DATA PROVIDED:
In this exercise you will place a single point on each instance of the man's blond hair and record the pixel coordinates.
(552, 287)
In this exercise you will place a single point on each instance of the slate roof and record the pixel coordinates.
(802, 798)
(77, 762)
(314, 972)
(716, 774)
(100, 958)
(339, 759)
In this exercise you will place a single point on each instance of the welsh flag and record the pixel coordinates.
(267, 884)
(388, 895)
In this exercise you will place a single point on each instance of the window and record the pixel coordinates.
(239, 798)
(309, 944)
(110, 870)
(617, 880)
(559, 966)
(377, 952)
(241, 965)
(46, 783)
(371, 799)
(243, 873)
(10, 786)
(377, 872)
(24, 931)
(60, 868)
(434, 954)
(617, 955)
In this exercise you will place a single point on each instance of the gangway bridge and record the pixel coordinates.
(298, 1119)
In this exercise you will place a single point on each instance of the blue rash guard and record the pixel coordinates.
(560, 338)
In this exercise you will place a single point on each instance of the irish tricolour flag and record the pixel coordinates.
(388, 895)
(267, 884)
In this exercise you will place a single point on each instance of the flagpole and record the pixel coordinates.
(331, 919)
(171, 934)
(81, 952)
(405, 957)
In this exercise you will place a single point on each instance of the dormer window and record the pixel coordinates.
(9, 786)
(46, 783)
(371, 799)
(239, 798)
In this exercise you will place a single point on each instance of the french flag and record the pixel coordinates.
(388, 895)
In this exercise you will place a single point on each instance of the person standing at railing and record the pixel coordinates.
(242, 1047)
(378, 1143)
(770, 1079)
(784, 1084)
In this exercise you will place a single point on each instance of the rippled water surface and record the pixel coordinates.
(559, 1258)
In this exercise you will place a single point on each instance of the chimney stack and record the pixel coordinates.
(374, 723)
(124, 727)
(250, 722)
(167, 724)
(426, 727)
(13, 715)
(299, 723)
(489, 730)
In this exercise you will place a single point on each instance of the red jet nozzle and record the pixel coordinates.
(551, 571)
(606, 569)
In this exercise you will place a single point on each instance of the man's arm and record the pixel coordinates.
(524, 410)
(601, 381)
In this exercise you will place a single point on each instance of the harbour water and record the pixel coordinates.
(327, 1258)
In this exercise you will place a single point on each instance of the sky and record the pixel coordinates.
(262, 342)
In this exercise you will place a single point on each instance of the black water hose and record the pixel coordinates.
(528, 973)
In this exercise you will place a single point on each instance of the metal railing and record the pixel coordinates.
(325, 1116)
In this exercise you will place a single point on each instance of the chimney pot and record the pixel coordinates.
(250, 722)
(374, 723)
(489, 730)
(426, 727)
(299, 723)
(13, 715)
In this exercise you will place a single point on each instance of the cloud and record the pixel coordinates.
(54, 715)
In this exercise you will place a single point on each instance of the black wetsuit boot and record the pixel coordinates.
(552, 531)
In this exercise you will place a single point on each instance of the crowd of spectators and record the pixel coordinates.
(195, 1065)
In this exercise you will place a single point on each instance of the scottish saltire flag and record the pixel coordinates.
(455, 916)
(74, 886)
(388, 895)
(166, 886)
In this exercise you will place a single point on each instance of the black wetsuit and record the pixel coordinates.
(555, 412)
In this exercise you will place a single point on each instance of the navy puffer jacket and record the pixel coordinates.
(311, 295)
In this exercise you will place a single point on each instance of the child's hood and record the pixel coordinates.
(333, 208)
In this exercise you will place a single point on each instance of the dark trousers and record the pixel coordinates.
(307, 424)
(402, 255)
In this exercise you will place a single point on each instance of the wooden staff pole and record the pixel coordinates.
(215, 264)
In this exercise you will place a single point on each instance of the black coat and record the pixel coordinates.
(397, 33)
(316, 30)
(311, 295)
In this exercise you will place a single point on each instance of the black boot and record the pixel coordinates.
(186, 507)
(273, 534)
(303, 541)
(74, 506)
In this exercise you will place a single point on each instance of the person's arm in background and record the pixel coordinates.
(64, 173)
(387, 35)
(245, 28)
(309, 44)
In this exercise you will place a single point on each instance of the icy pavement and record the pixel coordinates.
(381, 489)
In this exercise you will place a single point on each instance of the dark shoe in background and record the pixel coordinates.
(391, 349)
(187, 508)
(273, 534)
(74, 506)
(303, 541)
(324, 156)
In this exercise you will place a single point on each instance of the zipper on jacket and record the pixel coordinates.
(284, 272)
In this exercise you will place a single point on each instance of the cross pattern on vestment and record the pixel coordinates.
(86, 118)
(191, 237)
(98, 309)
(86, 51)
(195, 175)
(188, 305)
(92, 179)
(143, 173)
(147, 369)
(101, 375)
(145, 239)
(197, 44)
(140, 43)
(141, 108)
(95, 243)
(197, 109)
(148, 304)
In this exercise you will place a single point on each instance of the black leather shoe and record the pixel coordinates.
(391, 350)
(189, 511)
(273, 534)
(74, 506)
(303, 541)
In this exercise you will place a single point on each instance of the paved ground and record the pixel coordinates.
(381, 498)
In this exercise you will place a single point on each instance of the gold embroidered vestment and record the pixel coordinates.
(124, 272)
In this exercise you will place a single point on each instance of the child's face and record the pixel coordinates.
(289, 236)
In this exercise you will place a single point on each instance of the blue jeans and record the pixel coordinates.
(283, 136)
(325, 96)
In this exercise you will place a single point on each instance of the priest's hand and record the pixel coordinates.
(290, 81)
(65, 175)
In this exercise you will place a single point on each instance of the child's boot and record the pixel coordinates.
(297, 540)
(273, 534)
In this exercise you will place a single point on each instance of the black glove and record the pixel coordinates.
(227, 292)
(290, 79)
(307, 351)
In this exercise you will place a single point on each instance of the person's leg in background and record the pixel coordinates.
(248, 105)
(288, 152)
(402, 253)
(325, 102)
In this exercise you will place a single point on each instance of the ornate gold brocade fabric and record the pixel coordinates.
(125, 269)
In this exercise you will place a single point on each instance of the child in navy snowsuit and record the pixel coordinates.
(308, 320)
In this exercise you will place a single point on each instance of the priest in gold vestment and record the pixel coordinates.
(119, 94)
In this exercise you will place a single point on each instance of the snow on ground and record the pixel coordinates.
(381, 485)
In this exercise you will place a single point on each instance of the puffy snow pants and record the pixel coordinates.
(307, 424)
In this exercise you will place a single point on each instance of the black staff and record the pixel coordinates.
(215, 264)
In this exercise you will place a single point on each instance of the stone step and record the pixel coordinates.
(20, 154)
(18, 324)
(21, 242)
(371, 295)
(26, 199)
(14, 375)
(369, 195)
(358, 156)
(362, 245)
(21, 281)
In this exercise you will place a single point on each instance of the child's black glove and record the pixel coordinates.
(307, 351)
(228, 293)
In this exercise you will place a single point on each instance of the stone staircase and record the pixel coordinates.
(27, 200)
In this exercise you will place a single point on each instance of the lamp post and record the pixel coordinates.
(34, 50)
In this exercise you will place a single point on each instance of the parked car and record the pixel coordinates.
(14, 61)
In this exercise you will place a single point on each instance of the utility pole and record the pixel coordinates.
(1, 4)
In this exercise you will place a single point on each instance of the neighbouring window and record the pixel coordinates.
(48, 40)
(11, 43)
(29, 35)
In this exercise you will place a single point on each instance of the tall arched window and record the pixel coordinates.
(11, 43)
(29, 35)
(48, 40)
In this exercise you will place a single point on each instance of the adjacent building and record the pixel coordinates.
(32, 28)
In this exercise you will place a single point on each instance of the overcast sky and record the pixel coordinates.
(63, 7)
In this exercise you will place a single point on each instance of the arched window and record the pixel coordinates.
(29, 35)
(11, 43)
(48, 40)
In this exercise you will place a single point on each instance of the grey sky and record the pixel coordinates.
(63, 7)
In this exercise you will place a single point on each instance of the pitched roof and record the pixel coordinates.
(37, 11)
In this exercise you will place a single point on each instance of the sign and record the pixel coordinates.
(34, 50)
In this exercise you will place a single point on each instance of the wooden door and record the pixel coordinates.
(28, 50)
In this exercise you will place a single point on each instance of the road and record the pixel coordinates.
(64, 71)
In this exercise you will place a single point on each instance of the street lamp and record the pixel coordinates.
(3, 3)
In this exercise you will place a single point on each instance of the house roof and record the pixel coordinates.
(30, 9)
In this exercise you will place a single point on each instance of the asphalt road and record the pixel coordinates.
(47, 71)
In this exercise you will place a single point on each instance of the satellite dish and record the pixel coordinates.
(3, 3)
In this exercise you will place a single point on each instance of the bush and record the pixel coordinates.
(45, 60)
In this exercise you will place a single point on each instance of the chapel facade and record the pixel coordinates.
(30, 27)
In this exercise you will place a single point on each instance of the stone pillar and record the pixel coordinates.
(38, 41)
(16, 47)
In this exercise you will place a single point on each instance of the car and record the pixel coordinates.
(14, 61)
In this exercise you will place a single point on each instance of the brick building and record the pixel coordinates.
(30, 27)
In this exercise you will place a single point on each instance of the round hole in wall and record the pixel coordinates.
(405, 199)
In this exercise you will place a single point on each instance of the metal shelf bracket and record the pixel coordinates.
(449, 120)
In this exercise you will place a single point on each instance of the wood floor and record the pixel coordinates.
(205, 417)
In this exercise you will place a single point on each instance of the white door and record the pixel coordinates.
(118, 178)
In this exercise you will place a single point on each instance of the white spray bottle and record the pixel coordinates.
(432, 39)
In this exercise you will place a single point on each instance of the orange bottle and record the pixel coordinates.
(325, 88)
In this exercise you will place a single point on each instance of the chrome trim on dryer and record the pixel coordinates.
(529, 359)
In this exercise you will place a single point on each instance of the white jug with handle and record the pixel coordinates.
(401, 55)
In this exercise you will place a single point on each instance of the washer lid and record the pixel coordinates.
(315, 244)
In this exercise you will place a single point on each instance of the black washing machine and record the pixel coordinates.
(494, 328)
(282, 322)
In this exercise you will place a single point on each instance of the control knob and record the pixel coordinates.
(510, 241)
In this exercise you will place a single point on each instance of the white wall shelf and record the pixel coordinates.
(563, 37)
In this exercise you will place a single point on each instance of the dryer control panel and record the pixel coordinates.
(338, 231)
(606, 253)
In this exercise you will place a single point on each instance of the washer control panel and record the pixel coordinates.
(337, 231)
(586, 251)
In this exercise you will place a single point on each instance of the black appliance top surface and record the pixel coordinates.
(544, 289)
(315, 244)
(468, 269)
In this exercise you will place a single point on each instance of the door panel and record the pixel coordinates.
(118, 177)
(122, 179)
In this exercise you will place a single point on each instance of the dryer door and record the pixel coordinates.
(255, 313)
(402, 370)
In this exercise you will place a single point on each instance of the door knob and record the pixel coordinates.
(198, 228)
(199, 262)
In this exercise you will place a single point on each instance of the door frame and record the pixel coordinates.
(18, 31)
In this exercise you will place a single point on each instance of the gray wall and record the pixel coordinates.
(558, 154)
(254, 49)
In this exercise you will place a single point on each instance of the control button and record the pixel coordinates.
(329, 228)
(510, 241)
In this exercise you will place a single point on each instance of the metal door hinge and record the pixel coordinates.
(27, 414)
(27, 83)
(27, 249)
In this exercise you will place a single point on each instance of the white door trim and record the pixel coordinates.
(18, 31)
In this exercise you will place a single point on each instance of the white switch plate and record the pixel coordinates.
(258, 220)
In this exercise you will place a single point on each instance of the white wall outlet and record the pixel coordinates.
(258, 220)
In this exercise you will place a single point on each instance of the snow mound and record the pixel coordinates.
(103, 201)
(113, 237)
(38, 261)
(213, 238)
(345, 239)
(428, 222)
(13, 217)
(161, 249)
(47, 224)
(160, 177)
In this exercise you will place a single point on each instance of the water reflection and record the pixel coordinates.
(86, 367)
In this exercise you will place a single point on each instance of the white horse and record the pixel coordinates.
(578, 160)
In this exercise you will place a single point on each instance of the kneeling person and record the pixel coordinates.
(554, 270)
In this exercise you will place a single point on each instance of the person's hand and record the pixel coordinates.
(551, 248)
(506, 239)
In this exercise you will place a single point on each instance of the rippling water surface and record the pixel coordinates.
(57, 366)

WRITTEN PROBLEM:
Take the lines above from the one holding "mound and record the pixel coordinates." to the last and output them exactly.

RESPONSE TO THIS TASK:
In this exercise you will place a single point on each instance of the snow mound and record the pixel coordinates.
(103, 201)
(113, 237)
(38, 261)
(213, 238)
(345, 239)
(428, 222)
(13, 217)
(161, 249)
(47, 224)
(160, 177)
In this exercise you will place a single point on each instance of the water reflection and record the pixel coordinates.
(86, 367)
In this exercise you will place a single point on each instance of the white horse and record the pixel coordinates.
(578, 160)
In this exercise you will place a single point on each instance of the kneeling person and record the pixel coordinates.
(554, 270)
In this exercise you will place a single point on each instance of the person's hand and record the pixel coordinates.
(551, 248)
(506, 239)
In this exercise you will place a single point on each instance of the rippling water surface and record the pixel coordinates.
(57, 366)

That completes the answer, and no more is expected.